Report each line in the records below that contains the word "black", treating uppercase and lowercase as different.

• DATA FOR THE TASK
** Begin **

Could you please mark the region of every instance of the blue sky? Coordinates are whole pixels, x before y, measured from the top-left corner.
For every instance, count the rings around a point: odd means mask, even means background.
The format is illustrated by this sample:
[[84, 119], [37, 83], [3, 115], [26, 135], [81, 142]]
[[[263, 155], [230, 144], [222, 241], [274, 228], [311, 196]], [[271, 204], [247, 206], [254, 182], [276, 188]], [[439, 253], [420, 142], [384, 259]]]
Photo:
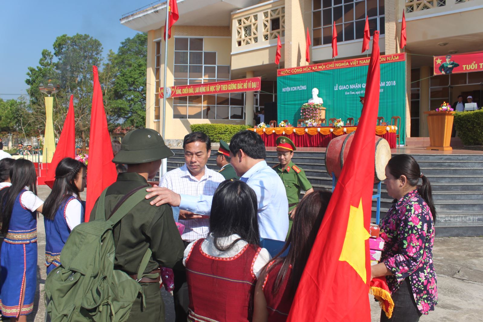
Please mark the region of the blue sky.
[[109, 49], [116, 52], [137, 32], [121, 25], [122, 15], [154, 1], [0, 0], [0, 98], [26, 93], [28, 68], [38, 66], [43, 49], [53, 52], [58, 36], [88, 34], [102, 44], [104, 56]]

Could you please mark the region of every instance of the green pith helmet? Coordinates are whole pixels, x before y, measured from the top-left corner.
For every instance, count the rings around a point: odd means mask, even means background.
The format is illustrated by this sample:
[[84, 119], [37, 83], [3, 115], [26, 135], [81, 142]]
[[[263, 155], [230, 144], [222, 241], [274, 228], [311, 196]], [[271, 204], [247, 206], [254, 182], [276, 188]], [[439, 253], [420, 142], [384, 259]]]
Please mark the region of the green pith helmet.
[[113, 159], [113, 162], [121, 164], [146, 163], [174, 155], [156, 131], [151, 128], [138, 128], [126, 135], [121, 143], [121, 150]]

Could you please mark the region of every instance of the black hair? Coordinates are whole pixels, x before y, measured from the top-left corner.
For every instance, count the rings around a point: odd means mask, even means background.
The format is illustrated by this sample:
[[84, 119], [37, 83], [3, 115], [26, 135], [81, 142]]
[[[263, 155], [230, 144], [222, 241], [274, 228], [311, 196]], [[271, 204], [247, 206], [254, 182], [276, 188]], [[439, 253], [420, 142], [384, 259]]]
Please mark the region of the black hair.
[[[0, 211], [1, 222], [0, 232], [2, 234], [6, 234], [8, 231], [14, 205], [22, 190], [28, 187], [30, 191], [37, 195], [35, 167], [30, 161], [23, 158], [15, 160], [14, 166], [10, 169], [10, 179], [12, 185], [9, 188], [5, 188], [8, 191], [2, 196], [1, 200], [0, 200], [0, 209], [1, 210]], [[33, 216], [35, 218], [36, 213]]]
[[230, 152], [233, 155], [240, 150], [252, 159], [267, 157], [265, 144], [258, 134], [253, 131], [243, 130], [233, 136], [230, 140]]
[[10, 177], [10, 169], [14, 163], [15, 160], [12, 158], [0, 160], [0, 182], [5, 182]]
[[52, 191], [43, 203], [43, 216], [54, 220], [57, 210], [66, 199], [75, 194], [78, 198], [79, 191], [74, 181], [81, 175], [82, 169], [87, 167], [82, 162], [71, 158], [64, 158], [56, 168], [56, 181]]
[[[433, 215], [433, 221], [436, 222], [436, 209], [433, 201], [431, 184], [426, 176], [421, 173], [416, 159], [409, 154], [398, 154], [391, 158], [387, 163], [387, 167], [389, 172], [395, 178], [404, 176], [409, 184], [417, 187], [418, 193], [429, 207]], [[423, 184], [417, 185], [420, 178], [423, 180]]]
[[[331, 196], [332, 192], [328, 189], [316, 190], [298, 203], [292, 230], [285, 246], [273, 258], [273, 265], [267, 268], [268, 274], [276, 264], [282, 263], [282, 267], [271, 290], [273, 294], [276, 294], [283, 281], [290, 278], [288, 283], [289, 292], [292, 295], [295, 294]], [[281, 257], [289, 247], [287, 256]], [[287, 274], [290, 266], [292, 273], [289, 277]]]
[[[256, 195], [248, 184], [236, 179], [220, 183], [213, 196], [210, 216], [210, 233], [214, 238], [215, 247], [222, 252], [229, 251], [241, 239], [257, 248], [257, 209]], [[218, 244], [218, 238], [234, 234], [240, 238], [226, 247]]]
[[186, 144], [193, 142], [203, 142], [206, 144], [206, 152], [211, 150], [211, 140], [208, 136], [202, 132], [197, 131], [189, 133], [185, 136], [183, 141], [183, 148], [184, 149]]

** End **
** Begin **

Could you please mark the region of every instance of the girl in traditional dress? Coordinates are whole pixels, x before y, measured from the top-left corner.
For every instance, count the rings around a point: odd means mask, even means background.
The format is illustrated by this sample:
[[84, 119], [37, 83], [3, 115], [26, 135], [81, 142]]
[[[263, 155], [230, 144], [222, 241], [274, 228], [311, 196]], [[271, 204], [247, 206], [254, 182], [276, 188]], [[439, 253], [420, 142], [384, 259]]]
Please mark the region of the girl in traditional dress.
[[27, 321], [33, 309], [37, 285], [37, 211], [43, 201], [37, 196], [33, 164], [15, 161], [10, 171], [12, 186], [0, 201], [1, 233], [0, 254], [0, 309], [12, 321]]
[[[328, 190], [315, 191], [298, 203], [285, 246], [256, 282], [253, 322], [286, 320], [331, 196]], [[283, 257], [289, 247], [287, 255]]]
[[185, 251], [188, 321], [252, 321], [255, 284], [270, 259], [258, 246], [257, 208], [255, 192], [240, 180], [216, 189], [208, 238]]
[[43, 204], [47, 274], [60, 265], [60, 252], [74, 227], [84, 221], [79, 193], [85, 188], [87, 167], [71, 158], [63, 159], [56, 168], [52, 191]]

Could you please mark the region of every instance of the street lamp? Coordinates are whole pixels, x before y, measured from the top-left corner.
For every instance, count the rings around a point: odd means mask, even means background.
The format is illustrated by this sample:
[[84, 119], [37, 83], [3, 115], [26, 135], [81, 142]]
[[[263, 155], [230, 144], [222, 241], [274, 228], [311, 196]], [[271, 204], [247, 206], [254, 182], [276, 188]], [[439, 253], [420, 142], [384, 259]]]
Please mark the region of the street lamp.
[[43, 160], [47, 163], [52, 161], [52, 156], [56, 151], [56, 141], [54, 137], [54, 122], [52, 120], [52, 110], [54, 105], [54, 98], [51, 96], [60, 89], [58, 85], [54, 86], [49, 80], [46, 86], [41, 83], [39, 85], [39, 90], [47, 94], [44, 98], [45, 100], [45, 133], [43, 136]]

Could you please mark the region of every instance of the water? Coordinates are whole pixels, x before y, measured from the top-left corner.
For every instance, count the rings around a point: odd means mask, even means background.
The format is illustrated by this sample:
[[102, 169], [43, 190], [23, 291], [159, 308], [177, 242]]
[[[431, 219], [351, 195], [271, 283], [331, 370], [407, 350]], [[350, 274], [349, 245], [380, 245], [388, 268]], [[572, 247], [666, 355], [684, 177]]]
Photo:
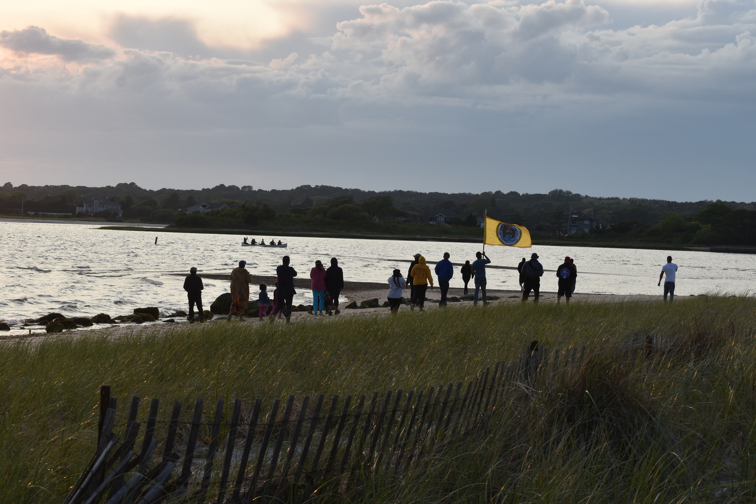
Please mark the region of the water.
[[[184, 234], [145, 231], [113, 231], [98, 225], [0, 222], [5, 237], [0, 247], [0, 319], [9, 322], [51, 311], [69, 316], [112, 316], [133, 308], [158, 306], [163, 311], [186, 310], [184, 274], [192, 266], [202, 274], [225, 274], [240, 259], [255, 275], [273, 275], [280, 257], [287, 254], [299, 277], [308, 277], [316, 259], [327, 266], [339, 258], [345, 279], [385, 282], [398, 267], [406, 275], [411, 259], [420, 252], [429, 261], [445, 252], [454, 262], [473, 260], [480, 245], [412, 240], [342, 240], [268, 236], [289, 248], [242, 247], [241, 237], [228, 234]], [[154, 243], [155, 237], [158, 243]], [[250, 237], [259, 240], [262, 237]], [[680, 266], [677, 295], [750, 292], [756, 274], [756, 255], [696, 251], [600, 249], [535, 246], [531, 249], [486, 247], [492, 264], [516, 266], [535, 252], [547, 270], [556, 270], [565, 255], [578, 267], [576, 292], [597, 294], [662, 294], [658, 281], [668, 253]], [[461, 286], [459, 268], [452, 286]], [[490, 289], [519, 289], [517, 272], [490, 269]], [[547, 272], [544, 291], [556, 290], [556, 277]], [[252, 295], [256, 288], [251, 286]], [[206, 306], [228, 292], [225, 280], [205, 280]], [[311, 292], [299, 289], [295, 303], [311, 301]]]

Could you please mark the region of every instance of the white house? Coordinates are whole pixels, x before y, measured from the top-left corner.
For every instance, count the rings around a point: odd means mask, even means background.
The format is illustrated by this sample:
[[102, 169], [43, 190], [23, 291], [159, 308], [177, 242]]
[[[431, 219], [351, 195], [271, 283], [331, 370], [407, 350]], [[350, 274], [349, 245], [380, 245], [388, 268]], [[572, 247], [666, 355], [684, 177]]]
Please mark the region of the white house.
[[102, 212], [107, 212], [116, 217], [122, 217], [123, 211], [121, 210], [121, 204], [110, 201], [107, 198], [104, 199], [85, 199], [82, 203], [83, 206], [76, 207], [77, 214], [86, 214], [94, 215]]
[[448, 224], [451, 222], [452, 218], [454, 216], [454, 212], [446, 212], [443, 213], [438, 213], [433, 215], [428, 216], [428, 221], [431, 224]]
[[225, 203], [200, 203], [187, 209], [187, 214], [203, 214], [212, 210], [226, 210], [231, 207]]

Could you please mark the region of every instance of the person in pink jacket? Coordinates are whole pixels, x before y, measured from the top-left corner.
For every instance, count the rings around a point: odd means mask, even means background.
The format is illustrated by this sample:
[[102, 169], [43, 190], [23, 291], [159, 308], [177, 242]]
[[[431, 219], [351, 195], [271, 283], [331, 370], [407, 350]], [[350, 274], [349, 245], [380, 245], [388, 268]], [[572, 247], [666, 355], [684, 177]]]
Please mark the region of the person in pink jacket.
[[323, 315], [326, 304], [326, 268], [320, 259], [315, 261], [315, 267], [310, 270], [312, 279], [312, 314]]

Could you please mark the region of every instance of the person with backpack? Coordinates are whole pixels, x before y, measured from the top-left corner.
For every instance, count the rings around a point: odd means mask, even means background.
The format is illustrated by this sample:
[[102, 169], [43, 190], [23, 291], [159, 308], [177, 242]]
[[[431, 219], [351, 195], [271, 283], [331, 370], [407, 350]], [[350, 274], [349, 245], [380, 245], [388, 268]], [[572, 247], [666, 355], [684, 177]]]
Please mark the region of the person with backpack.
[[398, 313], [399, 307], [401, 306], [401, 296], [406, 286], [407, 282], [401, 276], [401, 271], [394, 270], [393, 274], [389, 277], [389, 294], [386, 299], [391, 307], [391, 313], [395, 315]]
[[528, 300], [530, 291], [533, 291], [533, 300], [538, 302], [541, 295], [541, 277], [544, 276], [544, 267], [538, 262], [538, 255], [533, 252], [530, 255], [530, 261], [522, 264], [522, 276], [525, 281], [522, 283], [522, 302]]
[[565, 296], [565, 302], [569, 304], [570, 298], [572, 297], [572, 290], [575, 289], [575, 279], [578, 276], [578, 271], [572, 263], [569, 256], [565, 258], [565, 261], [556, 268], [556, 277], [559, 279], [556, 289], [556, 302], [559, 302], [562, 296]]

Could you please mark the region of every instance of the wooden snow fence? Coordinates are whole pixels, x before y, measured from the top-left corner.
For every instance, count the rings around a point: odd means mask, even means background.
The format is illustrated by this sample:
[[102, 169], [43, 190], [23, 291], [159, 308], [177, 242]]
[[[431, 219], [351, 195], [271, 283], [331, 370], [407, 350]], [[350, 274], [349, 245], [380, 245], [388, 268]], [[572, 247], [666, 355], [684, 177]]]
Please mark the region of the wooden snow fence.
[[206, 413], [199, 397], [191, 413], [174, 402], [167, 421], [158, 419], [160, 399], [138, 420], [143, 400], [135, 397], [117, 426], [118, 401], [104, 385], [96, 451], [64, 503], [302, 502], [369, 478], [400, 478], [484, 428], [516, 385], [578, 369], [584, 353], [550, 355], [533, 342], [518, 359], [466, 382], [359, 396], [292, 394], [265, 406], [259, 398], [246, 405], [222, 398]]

** End **

• THE ANSWER
Could you please mark the region of every instance of the black hair? Coordinates are whole pixels, x before y, measured from the top-left corner.
Please mark the region of the black hair.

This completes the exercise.